• _To be done_
Rewrite the lines of every item, changing "white" to "pale" and keeping everything else the same. Omit the pictures from your answer.

[Data pulled from a collection]
■ ■ ■

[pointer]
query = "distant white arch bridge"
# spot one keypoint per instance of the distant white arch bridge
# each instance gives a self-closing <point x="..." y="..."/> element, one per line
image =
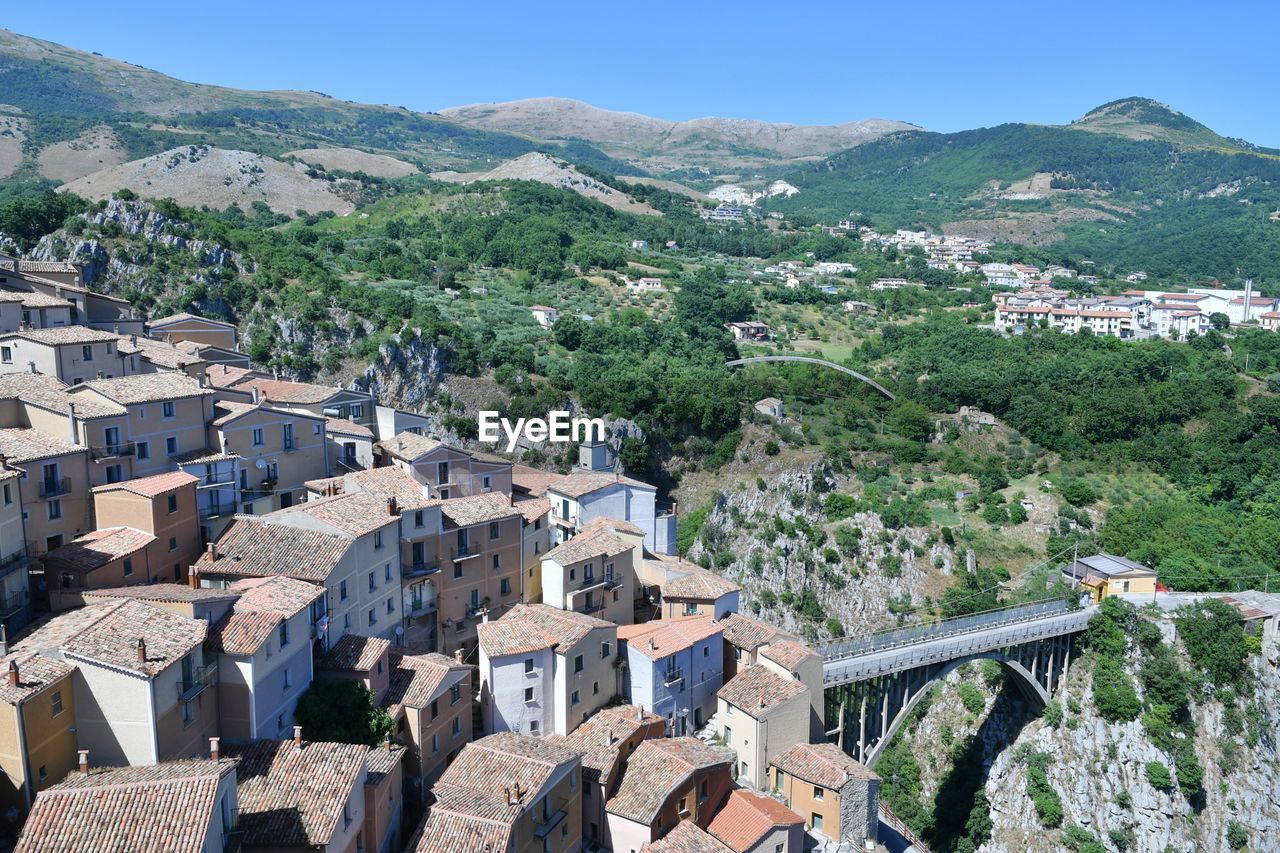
<point x="821" y="364"/>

■ ■ ■

• _Expected output_
[pointer]
query = "distant pale arch bridge"
# spot one keypoint per instance of the distant pale arch bridge
# each instance gives a self-closing <point x="..." y="..."/> element, one per line
image =
<point x="821" y="364"/>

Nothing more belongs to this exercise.